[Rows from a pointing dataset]
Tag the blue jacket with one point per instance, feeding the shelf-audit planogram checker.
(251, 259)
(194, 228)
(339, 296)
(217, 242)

Your instructions: Rewrite the rows above, replacing "blue jacket" with "denim jacket" and keeping everything else the same.

Exercise solution:
Tag the denim jacket with one point per instance, feeding the shelf-audit planogram checker.
(251, 259)
(194, 228)
(339, 296)
(217, 242)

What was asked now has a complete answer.